Истории русского народа нет: народ русский остается в своем быту неизменным, — но есть история власти над русским народом и тоже есть история страдания сознательной личности.

Мужик готов служить корове, лошади, овце, свинье, только бы не служить государству, потому что корова своя, а государство чужое (казна).

18 Августа. Милая Варя живет со мною по-прежнему, га самая Смольнянка с шифром, прозванная подругами «помидоркою». (А говорят, романтизм — это средние века!) Странное сумасшествие, когда живешь и получаешь за него почет.

Милый Иван Сергеевич! и не выдумываю ли я его недостатки, правда, не я ли это в том, что мне кажется его недостатком? Вот что меня раздражало всегда: сидите вы с ним в комнате вдвоем, беседуете задушевно, и такая радость вас охватывает, что нашли вы себе друга такого умного, такого верного и такого русского; в простоте душевной говорю русского, знаю, что такое русские люди, и готов среднего русского сию же минуту променять на обыкновенного немца, но в редких встречах вся моя горечь, злость покидает меня, — я сам русский! — и тогда в простоте говорю себе: ну, что же может быть лучше русского человека, такого, например, как наш Иван Сергеевич. Никакого национализма и даже славянофильства я из этого не вывожу, повторяю, что в простоте это у меня выходит и никакой критики разума это чувство не выдерживает. Когда я сижу с ним и беседую — чудесно, а вышли с ним на улицу, и начинается раздражение. По Торговой улице от Поповской гостиницы и до конторы Нотариуса Витебского всего 10 минут ходьбы, а с ним нужно идти два часа, не меньше. Только вышли на улицу, сейчас же кто-нибудь: «Иван Сергеевич, на два слова», — и тянет его за рукав. Вы дожидаетесь у магазина, разглядывая миллион раз виденные вещи, а он шепчется, и эта драма чувств его на лице точь-в-точь такие же, как в интимнейшей с вами беседе, кончилось перешептывание, а уж тут возле <1 нрзб.> другой кандидат, и опять у Ивана Сергеевича точь-в-точь, как с первым собеседником, и так часа на два вы совершенно забыты. Иван Сергеевич принадлежит всем. Вот недостаток, или это достоинство?

-*-

** Ваши задания **
1. Перепишите все записи, заменив в них «green» на «blue» и оставив всё остальное без изменений.
2. Продолжите дневниковый отрывок об Иване Сергеевиче, начав сразу после его последнего предложения.

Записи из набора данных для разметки
-*-

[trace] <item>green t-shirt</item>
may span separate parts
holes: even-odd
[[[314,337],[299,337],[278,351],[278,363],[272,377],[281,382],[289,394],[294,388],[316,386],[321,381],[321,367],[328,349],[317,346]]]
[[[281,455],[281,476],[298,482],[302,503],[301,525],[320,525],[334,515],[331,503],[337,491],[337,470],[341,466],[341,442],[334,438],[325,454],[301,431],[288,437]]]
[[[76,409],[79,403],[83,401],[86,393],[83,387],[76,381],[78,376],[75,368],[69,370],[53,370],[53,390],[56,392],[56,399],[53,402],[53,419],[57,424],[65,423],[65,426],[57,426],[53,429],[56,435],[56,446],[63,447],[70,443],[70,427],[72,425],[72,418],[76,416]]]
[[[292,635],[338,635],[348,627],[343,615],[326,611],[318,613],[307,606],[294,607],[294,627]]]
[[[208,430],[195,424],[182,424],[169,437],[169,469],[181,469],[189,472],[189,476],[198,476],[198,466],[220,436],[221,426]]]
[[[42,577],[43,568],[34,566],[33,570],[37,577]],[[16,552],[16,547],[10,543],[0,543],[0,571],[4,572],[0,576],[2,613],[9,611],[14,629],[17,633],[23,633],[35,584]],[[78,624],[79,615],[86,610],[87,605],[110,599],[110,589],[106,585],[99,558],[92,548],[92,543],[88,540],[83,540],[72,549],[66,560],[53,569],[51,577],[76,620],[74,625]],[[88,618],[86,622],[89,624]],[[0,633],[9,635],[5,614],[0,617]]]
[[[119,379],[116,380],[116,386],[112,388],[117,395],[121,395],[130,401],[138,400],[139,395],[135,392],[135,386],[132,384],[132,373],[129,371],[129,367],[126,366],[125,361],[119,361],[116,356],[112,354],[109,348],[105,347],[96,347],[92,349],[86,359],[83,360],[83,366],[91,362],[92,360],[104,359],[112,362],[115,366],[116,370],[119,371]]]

-*-

** Письменные ответы **
1.
[trace] <item>blue t-shirt</item>
may span separate parts
holes: even-odd
[[[314,337],[299,337],[278,351],[278,363],[272,377],[281,382],[289,394],[294,388],[316,386],[321,381],[321,367],[328,349],[317,346]]]
[[[281,455],[281,476],[298,482],[302,503],[301,525],[320,525],[334,515],[331,503],[337,491],[337,470],[341,466],[341,442],[334,438],[325,454],[301,431],[288,437]]]
[[[76,409],[79,403],[83,401],[86,393],[83,387],[76,381],[78,376],[75,368],[69,370],[53,370],[53,390],[56,392],[56,399],[53,402],[53,419],[57,424],[65,423],[65,426],[57,426],[53,429],[56,435],[56,446],[63,447],[70,443],[70,427],[72,425],[72,418],[76,416]]]
[[[292,635],[338,635],[348,627],[343,615],[326,611],[318,613],[307,606],[294,607],[294,627]]]
[[[208,430],[195,424],[182,424],[169,437],[169,469],[181,469],[189,472],[189,476],[198,476],[198,466],[220,436],[221,426]]]
[[[42,577],[43,568],[34,566],[33,570],[37,577]],[[16,552],[16,547],[10,543],[0,543],[0,571],[4,572],[0,576],[2,613],[9,611],[14,629],[17,633],[23,633],[35,584]],[[78,624],[79,615],[86,610],[87,605],[110,599],[110,589],[106,585],[99,558],[92,548],[92,543],[88,540],[83,540],[72,549],[66,560],[53,569],[51,577],[76,620],[74,625]],[[88,618],[86,622],[89,624]],[[0,633],[9,635],[5,614],[0,617]]]
[[[119,379],[116,380],[116,386],[112,388],[117,395],[121,395],[130,401],[138,400],[139,395],[135,392],[135,386],[132,384],[132,373],[129,371],[129,367],[126,366],[125,361],[119,361],[116,356],[112,354],[109,348],[105,347],[96,347],[92,349],[86,359],[83,360],[83,366],[91,362],[92,360],[104,359],[112,362],[115,366],[116,370],[119,371]]]

2.
1) Если для одной работы про Елец во время революции, то привезти дневники, перевязанные зеленым шнуром, с пачкой бумаг, не сшитых (во второй пачке нет бумаг и зашнурованы они накрест).

2) Если для издания книги, то, кроме того, две папки, одну коленкоровую, другую простую (только не синюю, с красной полосой внутри).

19 Августа. Преображение. Выехал из Дурова во вторник 2/15 Авг.

В среду Цекубу, Лежнев, Союз писателей, в четверг чтение у Кричинского, в пятницу вечер т. Осинского.

Любовь раз-личающая есть свет солнца, преломленный в душе человека-художника.



Раб обезьяний{148}. 19 г. XX в.

Мирская чаша. Историческая повесть эпохи 19 года XX в. Луч солнца преломляется в душе человека светом любви различающей.

(Мысль неизвестного прохожего.)

23 Августа. За неделю «раб обезьяний» устроился: паек, комната, «Ватага». Троцкий сказал Пильняку: что для него Россия всегда была путь и что, если в Италии будет революция, то он поедет в Италию. Пильняк ответил, что ему ехать некуда. Для одного Россия — средство (путь), для другого — цель.

24 Августа. Читаю в «Звене».

В Москве и Петербурге арестовано и высылается за границу около 200 литераторов, профессоров, инженеров. И все наркомы занимаются литературой. Даются громадные средства на литературу. Время садического совокупления власти с литературой.

Выяснилось из беседы с Воронским, что нечего думать посылать обезьяньего раба в цензуру, и потому решаюсь написать письмо Троцкому.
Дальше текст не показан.